TEXT BLOCK —
-----

Jheronimus Bosch Art Center

De Tuin der Kennis 1498-1998

Kenis 2001
Kenis, Jan
Genre: Nonfiction, art history
Aantal pagina's: 137
Uitgever: Esopus-Uitgevers, s.l.
Uitgave datum: 2001
ISBN: 90-806-478-1-0

Kenis 2001

 

De Tuin der Kennis 1498-1998 (Jan Kenis) 2001

[Esopus-Uitgevers, s.l., 2001, 137 pages]

 

Jan Kenis was a Belgian civil servant mainly active in the field of art and culture. Part of his leisure time he spent on a study of Jheronimus Bosch’s so-called Garden of Delights triptych. Before he could round off this study, Jan Kenis passed away, in 1997. Two of his friends, Joannes Késenne and Stefan Beyst, took it upon themselves to adapt and publish Kenis’ posthumous texts. In 2001 this book was published, carrying the remarkable title De Tuin der Kennis 1498-1998 [The Garden of Knowledge 1498-1998].

-----

DATA ROWS —
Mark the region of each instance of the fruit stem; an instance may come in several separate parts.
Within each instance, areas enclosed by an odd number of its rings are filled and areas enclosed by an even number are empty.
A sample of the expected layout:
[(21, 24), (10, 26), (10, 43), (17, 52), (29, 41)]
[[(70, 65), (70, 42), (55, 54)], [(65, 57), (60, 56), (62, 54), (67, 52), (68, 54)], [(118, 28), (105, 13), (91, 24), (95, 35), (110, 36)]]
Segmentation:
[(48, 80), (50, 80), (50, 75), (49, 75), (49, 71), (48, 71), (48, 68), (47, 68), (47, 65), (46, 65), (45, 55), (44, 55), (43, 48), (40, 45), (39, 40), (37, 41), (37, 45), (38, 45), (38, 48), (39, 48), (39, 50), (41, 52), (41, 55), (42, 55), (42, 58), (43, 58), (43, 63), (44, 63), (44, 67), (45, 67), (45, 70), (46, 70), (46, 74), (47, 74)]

-----

TASKS TO CARRY OUT —
#1 Name every person mentioned in the Bosch book entry.
#2 Carry on the Bosch book entry from its last sentence.
The rows come from a different source than the Bosch book entry.

EXERCISE ANSWERS —
#1 Jheronimus Bosch, Jan Kenis, Joannes Késenne, Stefan Beyst

#2
 

Kenis’ approach of Bosch and his Garden of Delights is completely new. His starting point is the figure of Jacob van Aelmanghien, a Jew who, according to local archival sources, was baptised in ’s-Hertogenbosch in 1496 and whose godparent was Philip the Fair. The converted Jew’s Christian name became Philips van Sint-Jan [Philip of St John], but soon after he turned away from the Church again. Bosch scholars know this Jacob van Aelmanghien thanks to the German author Wilhelm Fraenger (+1964) who concocted a completely fictional biography of this historical figure, based on the works of Bosch. According to Fraenger Van Aelmanghien was the leader of a heretical sect, the Adamites, and Bosch is supposed to have painted a number of his works for this sect.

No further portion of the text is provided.